▼
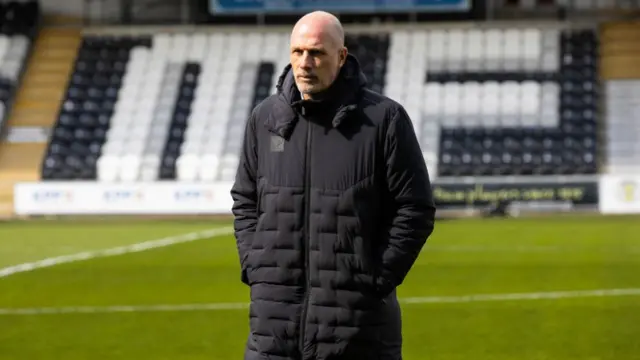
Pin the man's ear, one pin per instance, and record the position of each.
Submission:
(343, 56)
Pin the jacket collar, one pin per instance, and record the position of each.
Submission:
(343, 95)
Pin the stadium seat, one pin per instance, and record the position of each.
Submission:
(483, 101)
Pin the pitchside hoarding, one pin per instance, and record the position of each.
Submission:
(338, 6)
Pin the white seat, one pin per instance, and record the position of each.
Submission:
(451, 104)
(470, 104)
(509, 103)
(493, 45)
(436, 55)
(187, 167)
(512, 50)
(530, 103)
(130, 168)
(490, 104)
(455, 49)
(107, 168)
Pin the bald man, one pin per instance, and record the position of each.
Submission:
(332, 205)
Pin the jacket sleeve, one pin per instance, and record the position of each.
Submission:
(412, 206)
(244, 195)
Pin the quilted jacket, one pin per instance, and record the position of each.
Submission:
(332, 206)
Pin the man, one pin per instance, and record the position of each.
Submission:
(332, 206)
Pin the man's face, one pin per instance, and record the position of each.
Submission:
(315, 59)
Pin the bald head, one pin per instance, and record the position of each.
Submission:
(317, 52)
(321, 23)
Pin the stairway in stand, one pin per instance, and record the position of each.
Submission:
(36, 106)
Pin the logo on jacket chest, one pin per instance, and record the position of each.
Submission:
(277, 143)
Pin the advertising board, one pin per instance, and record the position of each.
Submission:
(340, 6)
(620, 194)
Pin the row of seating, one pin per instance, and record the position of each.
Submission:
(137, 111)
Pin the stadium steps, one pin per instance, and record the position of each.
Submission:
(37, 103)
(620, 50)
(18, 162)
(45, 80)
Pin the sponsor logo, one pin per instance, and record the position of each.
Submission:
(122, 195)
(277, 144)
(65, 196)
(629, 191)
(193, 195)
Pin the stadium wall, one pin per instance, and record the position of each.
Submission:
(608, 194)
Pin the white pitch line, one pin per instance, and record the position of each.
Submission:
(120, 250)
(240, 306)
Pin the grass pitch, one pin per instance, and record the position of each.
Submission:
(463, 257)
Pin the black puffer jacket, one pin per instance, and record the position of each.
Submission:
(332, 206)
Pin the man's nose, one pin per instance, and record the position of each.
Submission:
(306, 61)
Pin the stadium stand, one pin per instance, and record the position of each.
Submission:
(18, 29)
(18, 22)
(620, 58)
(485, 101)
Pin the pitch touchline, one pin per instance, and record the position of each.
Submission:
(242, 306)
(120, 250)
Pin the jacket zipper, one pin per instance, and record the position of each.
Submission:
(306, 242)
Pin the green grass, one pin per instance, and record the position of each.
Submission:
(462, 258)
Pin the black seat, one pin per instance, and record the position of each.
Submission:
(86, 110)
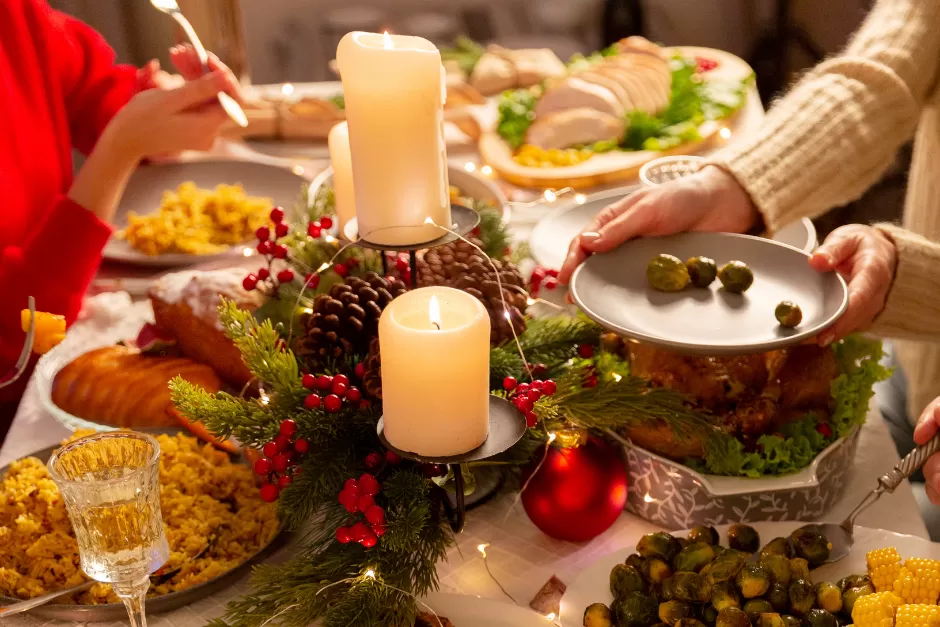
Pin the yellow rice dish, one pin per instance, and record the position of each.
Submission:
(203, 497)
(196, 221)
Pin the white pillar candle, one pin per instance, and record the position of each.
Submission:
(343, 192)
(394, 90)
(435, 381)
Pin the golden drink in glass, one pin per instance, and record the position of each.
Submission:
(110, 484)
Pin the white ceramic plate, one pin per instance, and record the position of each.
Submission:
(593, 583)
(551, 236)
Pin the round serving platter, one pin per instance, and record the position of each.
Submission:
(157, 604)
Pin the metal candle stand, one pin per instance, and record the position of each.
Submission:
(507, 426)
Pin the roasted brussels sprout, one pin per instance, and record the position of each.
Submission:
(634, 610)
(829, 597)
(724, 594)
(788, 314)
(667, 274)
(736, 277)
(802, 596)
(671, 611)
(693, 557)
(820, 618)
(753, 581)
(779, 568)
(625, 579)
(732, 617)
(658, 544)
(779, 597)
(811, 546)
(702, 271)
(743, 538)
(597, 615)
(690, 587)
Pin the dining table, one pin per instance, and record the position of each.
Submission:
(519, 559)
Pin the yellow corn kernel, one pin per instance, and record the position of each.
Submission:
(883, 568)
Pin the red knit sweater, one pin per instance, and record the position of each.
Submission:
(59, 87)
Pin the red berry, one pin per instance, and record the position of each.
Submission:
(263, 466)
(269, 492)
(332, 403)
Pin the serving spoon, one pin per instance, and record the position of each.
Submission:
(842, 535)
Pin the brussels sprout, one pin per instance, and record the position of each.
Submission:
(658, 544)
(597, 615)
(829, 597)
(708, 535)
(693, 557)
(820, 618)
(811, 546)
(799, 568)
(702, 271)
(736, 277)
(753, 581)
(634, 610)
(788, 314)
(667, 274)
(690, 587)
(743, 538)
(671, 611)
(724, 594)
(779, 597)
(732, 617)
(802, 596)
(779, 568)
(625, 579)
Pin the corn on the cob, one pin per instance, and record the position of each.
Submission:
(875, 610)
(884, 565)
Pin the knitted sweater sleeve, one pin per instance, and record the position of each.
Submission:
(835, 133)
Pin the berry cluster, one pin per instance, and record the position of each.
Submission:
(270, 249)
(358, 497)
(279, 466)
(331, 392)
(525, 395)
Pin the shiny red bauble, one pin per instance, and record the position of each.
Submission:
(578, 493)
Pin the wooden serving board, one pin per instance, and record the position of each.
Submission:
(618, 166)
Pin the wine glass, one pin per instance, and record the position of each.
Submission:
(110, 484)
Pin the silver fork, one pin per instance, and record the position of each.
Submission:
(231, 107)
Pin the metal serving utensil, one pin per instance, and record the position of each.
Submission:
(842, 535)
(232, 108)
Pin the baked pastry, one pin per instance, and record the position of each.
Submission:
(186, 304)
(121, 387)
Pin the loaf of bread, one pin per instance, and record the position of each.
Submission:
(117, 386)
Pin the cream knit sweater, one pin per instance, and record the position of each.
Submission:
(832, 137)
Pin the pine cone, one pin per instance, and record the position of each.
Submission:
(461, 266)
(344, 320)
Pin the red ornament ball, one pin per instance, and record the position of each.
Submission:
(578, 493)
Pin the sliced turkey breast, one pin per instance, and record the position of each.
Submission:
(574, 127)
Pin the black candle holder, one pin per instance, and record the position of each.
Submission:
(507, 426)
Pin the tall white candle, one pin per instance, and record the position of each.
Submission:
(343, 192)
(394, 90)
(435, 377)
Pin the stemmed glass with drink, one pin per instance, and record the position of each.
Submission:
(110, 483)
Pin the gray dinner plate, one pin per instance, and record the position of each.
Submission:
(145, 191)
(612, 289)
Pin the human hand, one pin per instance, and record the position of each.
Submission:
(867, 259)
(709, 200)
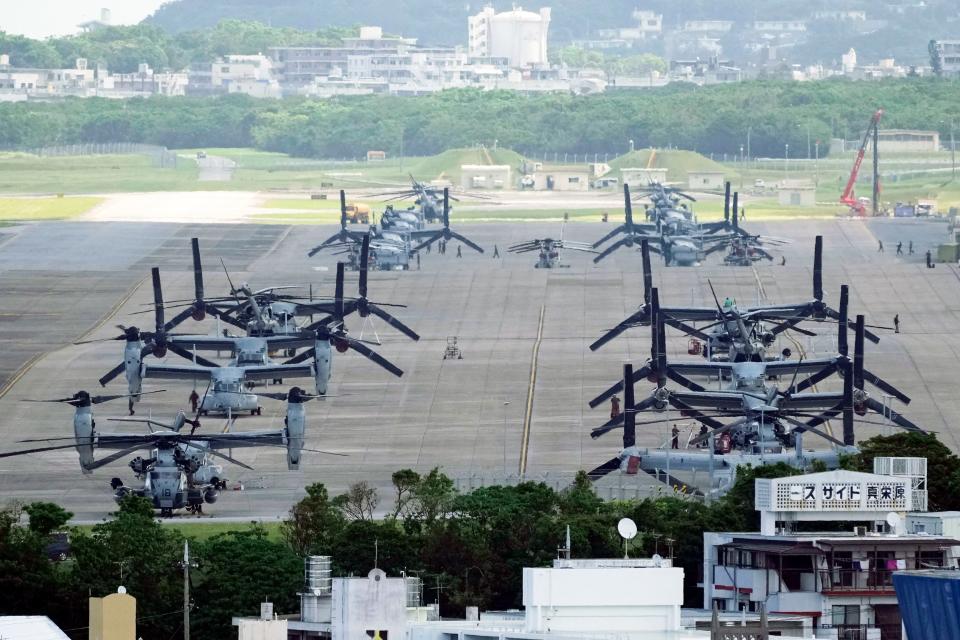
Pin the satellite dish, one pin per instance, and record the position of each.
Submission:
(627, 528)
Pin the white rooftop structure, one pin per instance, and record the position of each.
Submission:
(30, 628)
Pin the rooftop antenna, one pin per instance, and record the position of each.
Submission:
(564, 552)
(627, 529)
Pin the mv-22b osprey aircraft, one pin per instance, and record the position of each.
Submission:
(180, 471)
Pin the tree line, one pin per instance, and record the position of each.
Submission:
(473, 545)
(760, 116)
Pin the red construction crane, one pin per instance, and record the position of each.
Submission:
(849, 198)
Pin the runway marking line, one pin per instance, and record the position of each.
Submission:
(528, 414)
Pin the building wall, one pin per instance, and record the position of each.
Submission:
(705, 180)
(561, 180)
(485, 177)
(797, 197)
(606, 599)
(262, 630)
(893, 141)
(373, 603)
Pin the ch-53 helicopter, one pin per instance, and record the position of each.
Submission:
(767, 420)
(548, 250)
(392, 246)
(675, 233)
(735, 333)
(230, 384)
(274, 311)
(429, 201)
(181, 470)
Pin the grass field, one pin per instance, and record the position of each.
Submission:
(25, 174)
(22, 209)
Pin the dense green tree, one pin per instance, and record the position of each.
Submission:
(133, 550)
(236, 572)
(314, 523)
▲
Write out exactly the run of lines above that starts at the line containing "Pin the wooden" and ends at the line containing "Pin the tree". Include both, and leave the pictures out.

● **Exercise result**
Pin the wooden serving board, one pin per instance, and record the position of each.
Submission:
(618, 166)
Pin the wine glass, one pin per instance, and record the position of each.
Submission:
(110, 484)
Pin the silver fork, one pin per instance, and record the position of each.
Submission:
(231, 107)
Pin the metal serving utensil, one pin per instance, and record the position of each.
Submission:
(842, 535)
(232, 108)
Pin the baked pastry, one pin per instance, and record the position of each.
Submission:
(186, 304)
(121, 387)
Pin the loaf of bread, one pin per instance, and record the position of each.
Submission:
(117, 386)
Pin the cream knit sweater, one pin per instance, and record the position of each.
Submission:
(832, 137)
Pin the pine cone, one pin per instance, and record the position of each.
Submission:
(461, 266)
(344, 320)
Pin the red ornament ball, one pin per instance, and record the position of each.
Submission:
(578, 493)
Pin the sliced turkey breast, one pin per instance, and record the position of each.
Submission:
(574, 127)
Pin the black candle holder, one pin per instance, and record the position of each.
Submission:
(507, 426)
Pin the tall white candle, one pin per instance, and record the position of each.
Submission:
(343, 192)
(394, 90)
(435, 377)
Pin the stemmed glass with drink, one pin per instance, and record the position of each.
Submission:
(110, 483)
Pin the gray dinner plate, one pin per instance, and record the position of each.
Submission:
(145, 191)
(612, 289)
Pin the human hand, one pin per instance, and record the position of each.
Submission:
(867, 259)
(709, 200)
Pin the satellite dish, one pin per instance, and record the position of each.
Submission:
(627, 528)
Pin the white rooftop structure, one pin per instance, and record the position of each.
Submission:
(30, 628)
Pin the rooftop antenna, one pin per instance, and record the position of each.
Submission:
(564, 552)
(627, 529)
Pin the mv-22b osprey aircraft, one pin per instance, and record the position of each.
Submission:
(180, 471)
Pin the tree line, one pin per instance, and record the position of each.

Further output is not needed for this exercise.